▶ ENTRIES

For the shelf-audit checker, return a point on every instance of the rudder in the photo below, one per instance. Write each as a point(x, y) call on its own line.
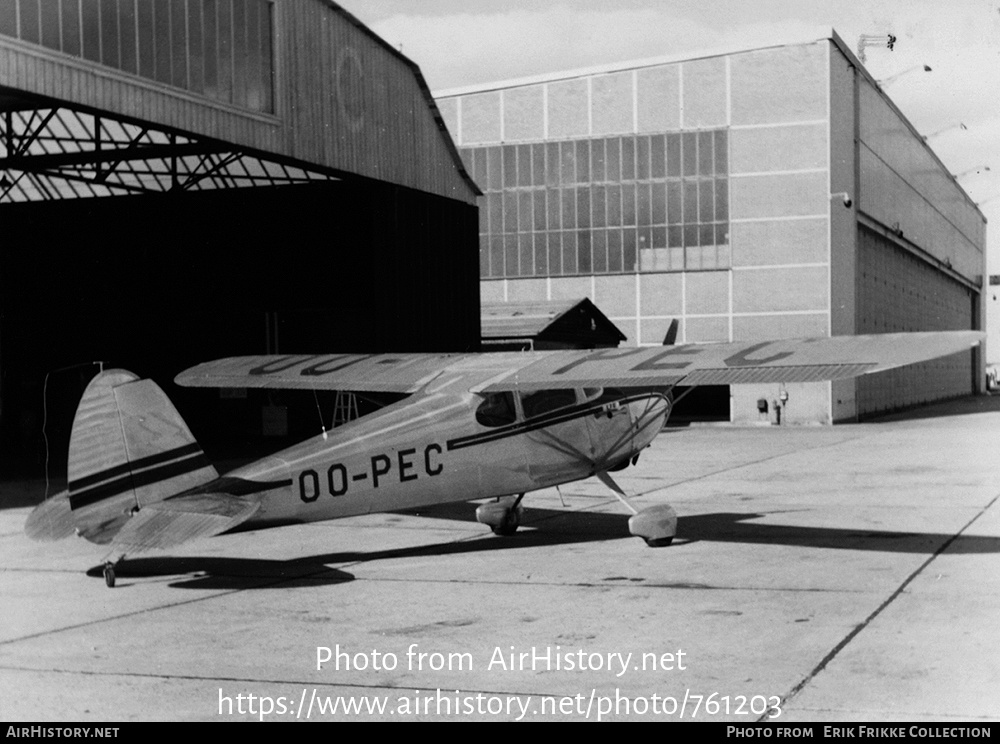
point(129, 447)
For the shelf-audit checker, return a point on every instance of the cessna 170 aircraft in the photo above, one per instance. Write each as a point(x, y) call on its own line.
point(474, 426)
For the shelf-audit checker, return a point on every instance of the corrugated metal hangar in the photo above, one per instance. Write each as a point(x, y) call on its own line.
point(186, 179)
point(758, 194)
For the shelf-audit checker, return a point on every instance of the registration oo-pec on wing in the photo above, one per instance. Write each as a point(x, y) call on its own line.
point(472, 427)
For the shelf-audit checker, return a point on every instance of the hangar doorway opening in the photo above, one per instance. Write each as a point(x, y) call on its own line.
point(705, 403)
point(157, 283)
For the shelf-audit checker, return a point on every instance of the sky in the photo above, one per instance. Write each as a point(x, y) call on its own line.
point(467, 42)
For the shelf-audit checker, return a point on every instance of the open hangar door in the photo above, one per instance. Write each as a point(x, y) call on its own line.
point(156, 283)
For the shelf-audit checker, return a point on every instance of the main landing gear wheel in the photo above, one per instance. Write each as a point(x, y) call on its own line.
point(657, 524)
point(502, 517)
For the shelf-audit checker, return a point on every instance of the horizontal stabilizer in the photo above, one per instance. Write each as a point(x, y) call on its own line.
point(166, 524)
point(51, 520)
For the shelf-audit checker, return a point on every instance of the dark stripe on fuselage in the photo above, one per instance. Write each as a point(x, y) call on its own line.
point(137, 480)
point(143, 462)
point(233, 486)
point(560, 416)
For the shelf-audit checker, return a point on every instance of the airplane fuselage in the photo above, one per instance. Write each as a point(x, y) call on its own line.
point(452, 446)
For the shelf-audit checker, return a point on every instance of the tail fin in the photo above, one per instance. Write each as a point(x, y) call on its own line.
point(128, 448)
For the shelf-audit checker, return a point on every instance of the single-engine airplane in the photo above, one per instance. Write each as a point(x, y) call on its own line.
point(474, 426)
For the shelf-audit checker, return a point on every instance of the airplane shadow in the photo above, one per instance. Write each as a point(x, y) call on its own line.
point(544, 527)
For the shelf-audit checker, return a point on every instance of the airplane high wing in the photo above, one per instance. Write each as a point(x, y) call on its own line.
point(801, 360)
point(474, 426)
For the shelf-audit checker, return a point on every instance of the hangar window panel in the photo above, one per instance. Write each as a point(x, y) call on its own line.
point(628, 204)
point(127, 36)
point(494, 208)
point(673, 155)
point(29, 20)
point(240, 54)
point(496, 257)
point(146, 36)
point(659, 200)
point(91, 27)
point(569, 253)
point(689, 154)
point(614, 201)
point(540, 212)
point(541, 255)
point(224, 40)
point(641, 158)
point(629, 250)
point(484, 255)
point(50, 24)
point(525, 217)
point(109, 34)
point(583, 207)
point(8, 19)
point(613, 159)
point(510, 212)
point(527, 254)
point(643, 212)
point(553, 200)
point(628, 158)
point(255, 93)
point(568, 208)
point(552, 164)
point(267, 56)
point(598, 206)
point(565, 195)
point(582, 161)
point(510, 256)
point(509, 167)
point(657, 155)
point(706, 160)
point(600, 251)
point(597, 161)
point(675, 214)
point(538, 165)
point(161, 39)
point(721, 153)
point(210, 48)
point(196, 50)
point(555, 253)
point(567, 158)
point(70, 22)
point(524, 165)
point(583, 256)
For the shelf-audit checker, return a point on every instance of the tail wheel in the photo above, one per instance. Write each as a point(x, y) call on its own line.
point(508, 525)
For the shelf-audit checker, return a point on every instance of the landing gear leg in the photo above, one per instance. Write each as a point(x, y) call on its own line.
point(657, 524)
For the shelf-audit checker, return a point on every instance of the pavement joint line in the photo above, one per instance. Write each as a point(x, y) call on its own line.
point(253, 680)
point(609, 584)
point(910, 714)
point(878, 611)
point(753, 462)
point(169, 605)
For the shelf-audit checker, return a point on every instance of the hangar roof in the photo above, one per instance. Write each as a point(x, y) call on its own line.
point(548, 325)
point(246, 92)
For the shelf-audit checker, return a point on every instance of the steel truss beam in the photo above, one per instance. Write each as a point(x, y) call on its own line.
point(51, 152)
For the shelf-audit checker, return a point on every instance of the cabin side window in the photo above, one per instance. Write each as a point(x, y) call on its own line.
point(497, 409)
point(543, 401)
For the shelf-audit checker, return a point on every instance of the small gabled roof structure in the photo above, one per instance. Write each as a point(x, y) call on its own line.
point(562, 324)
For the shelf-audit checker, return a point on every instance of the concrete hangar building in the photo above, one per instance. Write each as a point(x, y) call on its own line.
point(187, 179)
point(758, 194)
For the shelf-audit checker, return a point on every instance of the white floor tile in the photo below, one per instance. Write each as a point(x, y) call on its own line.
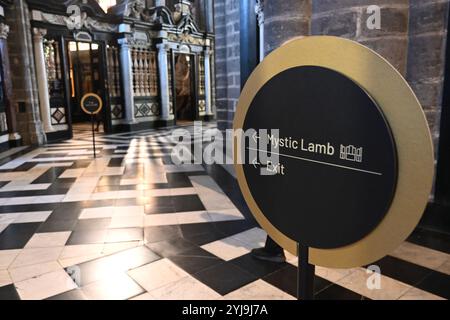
point(28, 272)
point(7, 257)
point(36, 256)
point(30, 217)
point(122, 287)
point(422, 256)
point(225, 215)
point(417, 294)
point(45, 286)
point(157, 274)
point(187, 288)
point(48, 240)
point(228, 249)
point(258, 290)
point(97, 213)
point(4, 278)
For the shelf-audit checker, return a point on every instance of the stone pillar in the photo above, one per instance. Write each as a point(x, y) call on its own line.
point(350, 20)
point(284, 20)
point(208, 87)
point(7, 82)
point(426, 58)
point(259, 9)
point(41, 72)
point(127, 78)
point(164, 81)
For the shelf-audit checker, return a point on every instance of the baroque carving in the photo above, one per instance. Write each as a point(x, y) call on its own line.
point(186, 38)
point(4, 30)
point(82, 22)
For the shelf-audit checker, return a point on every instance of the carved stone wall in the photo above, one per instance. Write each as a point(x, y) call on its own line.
point(25, 93)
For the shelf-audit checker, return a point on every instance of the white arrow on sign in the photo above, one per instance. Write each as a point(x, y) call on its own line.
point(255, 137)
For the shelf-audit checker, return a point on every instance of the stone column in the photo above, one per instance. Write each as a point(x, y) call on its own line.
point(164, 81)
point(208, 86)
point(41, 72)
point(127, 78)
point(7, 83)
point(259, 9)
point(287, 19)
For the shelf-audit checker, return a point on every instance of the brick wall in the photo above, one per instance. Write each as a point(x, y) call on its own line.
point(412, 37)
point(426, 56)
point(227, 62)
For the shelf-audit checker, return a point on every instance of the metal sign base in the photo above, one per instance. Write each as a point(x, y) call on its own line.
point(306, 275)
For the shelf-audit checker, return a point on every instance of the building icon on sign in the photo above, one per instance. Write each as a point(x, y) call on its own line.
point(351, 153)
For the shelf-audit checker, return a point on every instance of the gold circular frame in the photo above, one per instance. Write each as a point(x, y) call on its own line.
point(88, 95)
point(409, 127)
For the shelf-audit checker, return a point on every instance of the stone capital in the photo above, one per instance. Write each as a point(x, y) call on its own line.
point(4, 31)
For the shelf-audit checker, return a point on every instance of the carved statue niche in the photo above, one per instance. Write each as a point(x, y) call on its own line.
point(136, 9)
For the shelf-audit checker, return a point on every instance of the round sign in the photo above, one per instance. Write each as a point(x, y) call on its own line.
point(355, 157)
point(91, 103)
point(337, 164)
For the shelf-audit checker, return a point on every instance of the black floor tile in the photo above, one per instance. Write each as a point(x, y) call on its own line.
point(16, 236)
point(154, 209)
point(336, 292)
point(195, 260)
point(178, 180)
point(110, 188)
point(97, 203)
point(284, 279)
point(50, 155)
point(65, 213)
point(116, 162)
point(9, 292)
point(258, 268)
point(87, 237)
point(436, 283)
point(128, 202)
point(169, 248)
point(204, 238)
point(75, 294)
point(104, 268)
point(108, 289)
point(401, 270)
point(188, 203)
point(229, 228)
point(57, 226)
point(160, 202)
point(26, 166)
point(124, 235)
point(161, 233)
point(225, 278)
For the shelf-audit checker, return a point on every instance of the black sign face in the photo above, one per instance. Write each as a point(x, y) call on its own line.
point(91, 104)
point(337, 170)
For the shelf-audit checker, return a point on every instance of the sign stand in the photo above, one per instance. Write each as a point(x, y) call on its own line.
point(93, 135)
point(306, 274)
point(92, 104)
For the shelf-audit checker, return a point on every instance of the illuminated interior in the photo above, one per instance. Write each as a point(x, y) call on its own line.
point(106, 4)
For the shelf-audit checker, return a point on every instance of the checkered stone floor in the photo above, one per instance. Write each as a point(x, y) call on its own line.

▶ THE TASK
Set down again, word for word, the data from the line containing "of the sign" through the end of the data.

▶ RESULT FOR THIS EXERCISE
For the shelf-audit checker, return a point on every instance of the sign stand in the photo above, one per instance. Write each as a point(x, y) call on its own line.
point(93, 135)
point(306, 274)
point(92, 104)
For the shelf-audit checker, return a point on every instance of the illuminated interior in the photo above, one per instance. Write each as a point(x, y) call on its own line.
point(106, 4)
For the shelf-audit checker, return a point on every instance of the checkered stone floor in the photo above, one per instance. Write each as a point(x, y) call on its own line.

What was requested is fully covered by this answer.